Provided passage
===============

DMA allocations from CMA and fatal_signal_pending check

Florian Fainelli f.fainelli at gmail.com
Mon Nov 3 10:51:32 PST 2014


On 11/03/2014 08:45 AM, Michal Nazarewicz wrote:
> On Fri, Oct 31 2014, Florian Fainelli wrote:
>> I agree that the CMA allocation should not be allowed to succeed, but
>> the dma_alloc_coherent() allocation should succeed. If we look at the
>> sysport driver, there are kmalloc() calls to initialize private
>> structures, those will succeed (except under high memory pressure), so
>> by the same token, a driver expects DMA allocations to succeed (unless
>> we are under high memory pressure)
>>
>> What are we trying to solve exactly with the fatal_signal_pending()

===============

Problem set
**1.** Answer these questions from the DMA allocation message:
(a) On what date and at what time was Florian Fainelli's message posted?
(b) Which driver is cited as making kmalloc() calls to initialize private structures?
(c) Who wrote on 11/03/2014 at 08:45 AM?
**2.** Write the next part of the DMA allocation message, picking up from the point where it stops.

===============

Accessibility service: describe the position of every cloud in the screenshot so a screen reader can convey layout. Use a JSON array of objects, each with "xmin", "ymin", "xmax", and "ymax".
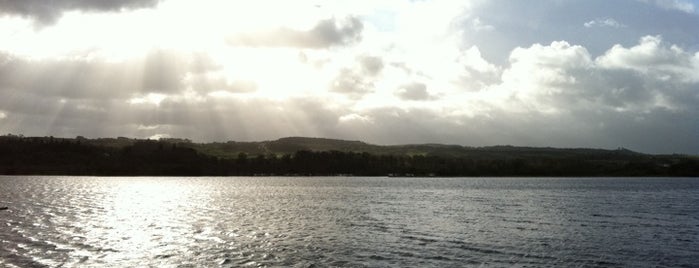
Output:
[
  {"xmin": 0, "ymin": 0, "xmax": 160, "ymax": 25},
  {"xmin": 597, "ymin": 36, "xmax": 699, "ymax": 82},
  {"xmin": 359, "ymin": 56, "xmax": 383, "ymax": 76},
  {"xmin": 639, "ymin": 0, "xmax": 696, "ymax": 13},
  {"xmin": 395, "ymin": 82, "xmax": 433, "ymax": 101},
  {"xmin": 330, "ymin": 68, "xmax": 374, "ymax": 98},
  {"xmin": 583, "ymin": 18, "xmax": 628, "ymax": 29},
  {"xmin": 228, "ymin": 17, "xmax": 364, "ymax": 48}
]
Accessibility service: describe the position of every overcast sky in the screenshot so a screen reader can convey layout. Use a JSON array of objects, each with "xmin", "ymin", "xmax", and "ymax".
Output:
[{"xmin": 0, "ymin": 0, "xmax": 699, "ymax": 154}]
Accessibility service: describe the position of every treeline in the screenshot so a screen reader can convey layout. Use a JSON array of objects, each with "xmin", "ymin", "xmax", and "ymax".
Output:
[{"xmin": 0, "ymin": 136, "xmax": 699, "ymax": 176}]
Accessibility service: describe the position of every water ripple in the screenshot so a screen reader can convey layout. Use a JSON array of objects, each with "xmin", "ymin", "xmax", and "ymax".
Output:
[{"xmin": 0, "ymin": 177, "xmax": 699, "ymax": 267}]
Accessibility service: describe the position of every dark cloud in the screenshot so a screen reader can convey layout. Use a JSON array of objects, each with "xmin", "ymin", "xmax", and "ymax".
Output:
[
  {"xmin": 330, "ymin": 68, "xmax": 374, "ymax": 98},
  {"xmin": 0, "ymin": 0, "xmax": 160, "ymax": 25},
  {"xmin": 228, "ymin": 17, "xmax": 363, "ymax": 48}
]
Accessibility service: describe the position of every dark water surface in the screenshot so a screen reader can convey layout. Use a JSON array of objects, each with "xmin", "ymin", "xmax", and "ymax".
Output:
[{"xmin": 0, "ymin": 177, "xmax": 699, "ymax": 267}]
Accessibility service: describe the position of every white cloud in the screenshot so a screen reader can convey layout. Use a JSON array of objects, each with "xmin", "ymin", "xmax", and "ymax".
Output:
[
  {"xmin": 639, "ymin": 0, "xmax": 696, "ymax": 13},
  {"xmin": 583, "ymin": 18, "xmax": 628, "ymax": 28},
  {"xmin": 596, "ymin": 36, "xmax": 699, "ymax": 83},
  {"xmin": 0, "ymin": 0, "xmax": 699, "ymax": 152}
]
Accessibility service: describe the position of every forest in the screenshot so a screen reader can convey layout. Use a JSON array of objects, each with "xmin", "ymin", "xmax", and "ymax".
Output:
[{"xmin": 0, "ymin": 135, "xmax": 699, "ymax": 177}]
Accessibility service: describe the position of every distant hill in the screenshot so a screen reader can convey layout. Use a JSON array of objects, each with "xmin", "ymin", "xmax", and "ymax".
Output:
[{"xmin": 0, "ymin": 135, "xmax": 699, "ymax": 176}]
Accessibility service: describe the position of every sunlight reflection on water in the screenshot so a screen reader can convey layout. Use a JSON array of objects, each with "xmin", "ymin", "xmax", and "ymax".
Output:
[{"xmin": 0, "ymin": 177, "xmax": 699, "ymax": 267}]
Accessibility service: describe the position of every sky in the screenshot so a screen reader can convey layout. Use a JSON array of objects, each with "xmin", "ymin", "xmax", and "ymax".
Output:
[{"xmin": 0, "ymin": 0, "xmax": 699, "ymax": 154}]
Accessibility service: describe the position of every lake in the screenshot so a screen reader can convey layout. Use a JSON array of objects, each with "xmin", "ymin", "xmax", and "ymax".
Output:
[{"xmin": 0, "ymin": 176, "xmax": 699, "ymax": 267}]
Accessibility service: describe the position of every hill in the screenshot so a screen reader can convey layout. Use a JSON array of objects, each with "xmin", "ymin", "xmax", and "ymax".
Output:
[{"xmin": 0, "ymin": 135, "xmax": 699, "ymax": 176}]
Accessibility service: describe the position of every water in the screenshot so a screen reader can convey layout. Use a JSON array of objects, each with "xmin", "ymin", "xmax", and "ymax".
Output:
[{"xmin": 0, "ymin": 177, "xmax": 699, "ymax": 267}]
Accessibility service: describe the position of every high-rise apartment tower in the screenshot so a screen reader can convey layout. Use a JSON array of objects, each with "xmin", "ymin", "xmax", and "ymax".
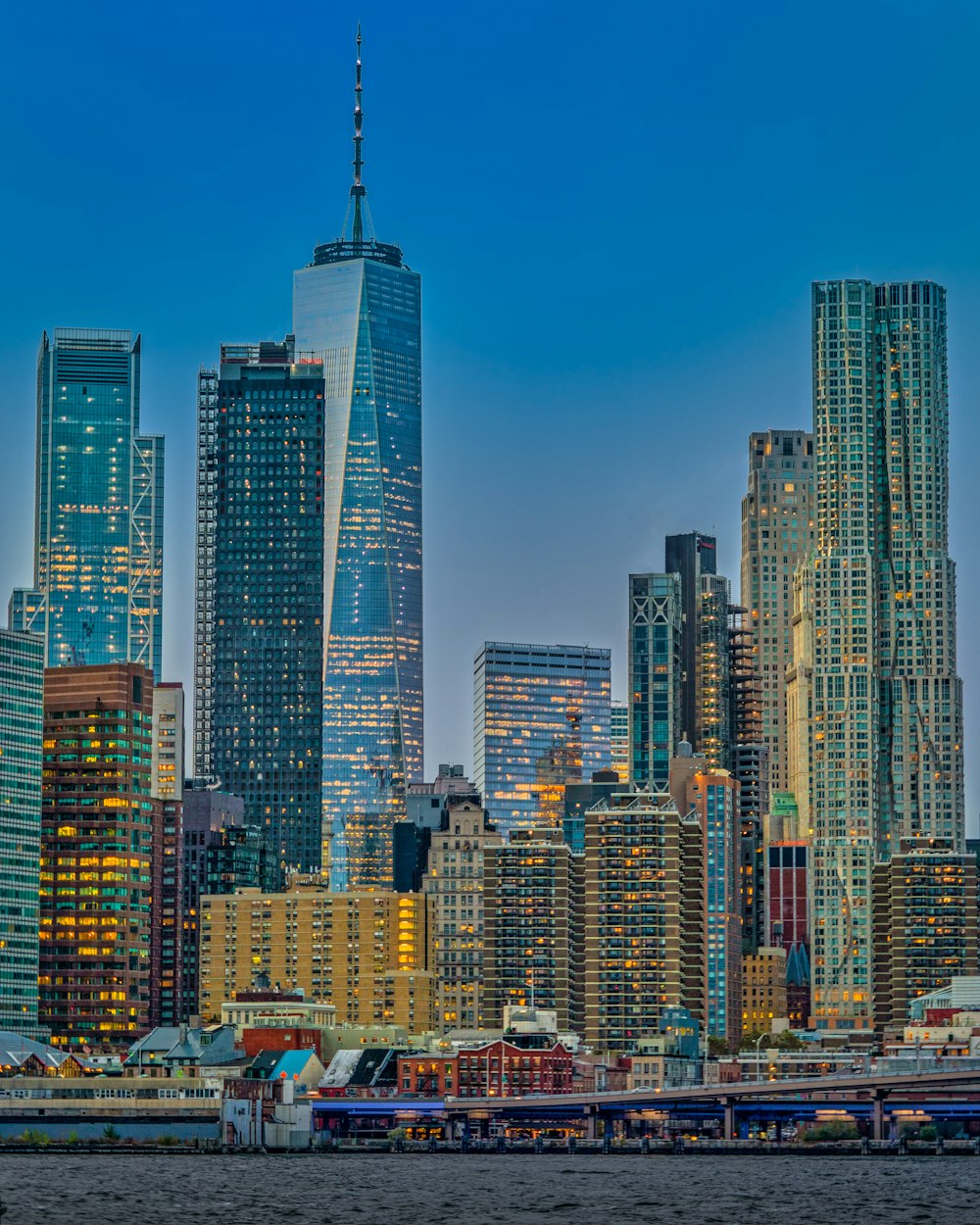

===============

Task-by-task outputs
**1.**
(a) Mon Nov 3 10:51:32 PST 2014
(b) The sysport driver
(c) Michal Nazarewicz

**2.**
>> check here? Are we just optimizing for the case where a process has
>> allocated from a CMA region to allow this region to be returned to the
>> pool of free pages when it gets killed? Could there be another mechanism
>> used to reclaim those pages if we know the process is getting killed
>> anyway?
> 
> We're guarding against situations where process may hang around
> arbitrarily long time after receiving SIGKILL.  If user does “kill -9
> $pid” the usual expectation is that the $pid process will die within
> seconds and anything longer is perceived by user as a bug.
> 
> What problem are *you* trying to solve?  If user sent SIGKILL to
> a process that imitated device initialisation, what is the point of
> continuing initialising the device?  Just recover and return -EINTR.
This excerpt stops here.